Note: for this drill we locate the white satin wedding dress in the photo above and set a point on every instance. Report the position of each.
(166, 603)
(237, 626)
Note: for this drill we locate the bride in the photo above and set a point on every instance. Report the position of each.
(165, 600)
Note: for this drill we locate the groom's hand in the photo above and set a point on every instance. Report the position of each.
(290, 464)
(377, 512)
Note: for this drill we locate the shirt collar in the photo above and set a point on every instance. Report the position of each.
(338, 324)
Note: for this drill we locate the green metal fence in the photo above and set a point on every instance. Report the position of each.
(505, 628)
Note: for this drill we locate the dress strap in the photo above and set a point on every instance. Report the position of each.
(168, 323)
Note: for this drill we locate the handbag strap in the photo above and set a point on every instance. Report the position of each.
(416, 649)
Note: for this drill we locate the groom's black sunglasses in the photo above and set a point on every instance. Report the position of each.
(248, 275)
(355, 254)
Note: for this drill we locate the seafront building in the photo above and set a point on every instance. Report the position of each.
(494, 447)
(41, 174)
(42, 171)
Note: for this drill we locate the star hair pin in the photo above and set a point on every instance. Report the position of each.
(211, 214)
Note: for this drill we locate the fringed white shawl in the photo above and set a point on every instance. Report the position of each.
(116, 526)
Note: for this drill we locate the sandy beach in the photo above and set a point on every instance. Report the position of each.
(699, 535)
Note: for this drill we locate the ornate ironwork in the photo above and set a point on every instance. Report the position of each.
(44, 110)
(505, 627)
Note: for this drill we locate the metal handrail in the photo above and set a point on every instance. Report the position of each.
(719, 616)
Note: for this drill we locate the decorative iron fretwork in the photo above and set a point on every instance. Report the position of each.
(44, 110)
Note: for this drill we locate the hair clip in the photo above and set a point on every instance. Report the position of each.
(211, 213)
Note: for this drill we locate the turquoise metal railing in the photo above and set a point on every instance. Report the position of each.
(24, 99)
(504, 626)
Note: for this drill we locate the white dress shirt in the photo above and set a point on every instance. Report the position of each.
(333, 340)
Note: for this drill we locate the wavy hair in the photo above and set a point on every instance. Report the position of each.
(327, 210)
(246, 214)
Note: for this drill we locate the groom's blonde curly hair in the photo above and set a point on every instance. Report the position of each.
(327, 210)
------------------------------------------------
» **DIRECTIVE**: Copy every line from the one containing "Note: for this drill we locate the wavy" through the end of the records, both ends included, and shift each coordinate up by 6 while leaving the other text as it is.

» **TASK RESPONSE**:
Note: for this drill we locate the wavy hair in the photo above and set a point on every instance. Report the position of each.
(333, 216)
(252, 220)
Note: for this drill we locate the groom's blonde curly hair in the photo above and set a point on every instance. Report the position of each.
(333, 216)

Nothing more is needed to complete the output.